*** Extracted information

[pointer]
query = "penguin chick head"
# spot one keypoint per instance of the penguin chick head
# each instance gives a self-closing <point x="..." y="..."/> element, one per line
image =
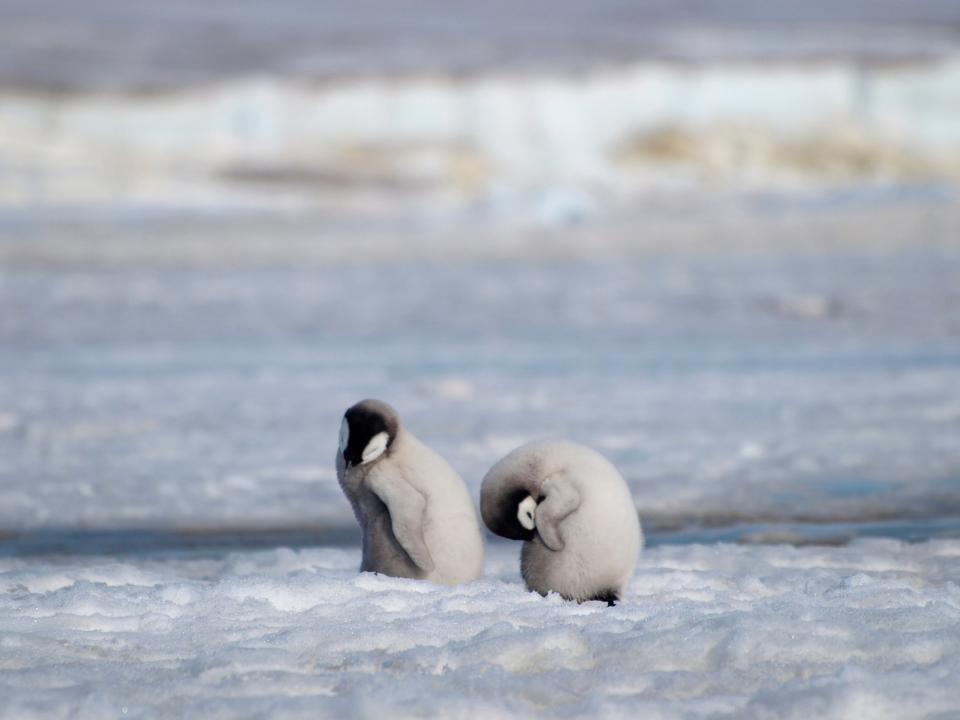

******

§ The task:
Reproduce every line of the entries above verbatim, omitting the picture.

§ Response to this task:
[pointer]
query = "penguin chick head"
# spot one keypoint per instance of the penguin chick head
# each instance gives a self-closing <point x="..." y="..."/> element, one per line
image =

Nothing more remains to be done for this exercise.